--- DATA SECTION Enclosed Below ---

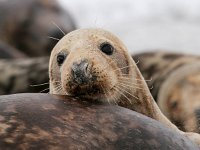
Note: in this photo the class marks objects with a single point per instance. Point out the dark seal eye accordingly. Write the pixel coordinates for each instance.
(60, 59)
(107, 48)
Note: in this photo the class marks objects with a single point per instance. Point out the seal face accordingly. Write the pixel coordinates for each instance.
(88, 63)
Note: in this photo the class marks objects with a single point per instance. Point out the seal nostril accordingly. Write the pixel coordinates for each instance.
(81, 72)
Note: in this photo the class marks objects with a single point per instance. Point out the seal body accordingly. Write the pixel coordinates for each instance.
(41, 121)
(175, 78)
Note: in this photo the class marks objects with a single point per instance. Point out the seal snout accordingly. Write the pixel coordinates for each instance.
(81, 72)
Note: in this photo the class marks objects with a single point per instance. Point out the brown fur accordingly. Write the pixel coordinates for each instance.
(84, 44)
(175, 78)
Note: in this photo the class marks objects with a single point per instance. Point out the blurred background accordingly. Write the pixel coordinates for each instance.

--- End of Enclosed DATA SECTION ---

**THE TASK:**
Reproduce each entry precisely, dropping only the pictures.

**ANSWER TO THE EXERCISE:**
Note: in this photo the class marks objects with a single point per instance. Point out the dark seal eye accordingly. Write the pixel coordinates for each instance.
(60, 59)
(107, 48)
Note: in this photo the class marks objects with a single point per instance. Point out the seal face accordingly. Write the pixel coordinates for each instance.
(88, 63)
Note: in this photo the class marks objects with a single point per instance. Point out the seal nostril accordingly. Write the pixel coordinates for each instance.
(81, 72)
Note: in this photo the class marks objects with a single point per instance. Point out the seal body accordingly. Write the pixel coordinates for each instance.
(41, 121)
(175, 78)
Note: in this photo the class marks objects with a single point per instance. Point out the seal snout accordingly. Write the pixel coordinates for each instance.
(81, 72)
Note: in this photo the class marks objects with a single point per instance. Point out the brown fur accordingly. Write the pixel coordinates for each instance.
(84, 44)
(175, 78)
Note: in this photo the class marks objects with a single point per instance. Point out the blurred background accordingly. Write the pixel coordinates for each instance.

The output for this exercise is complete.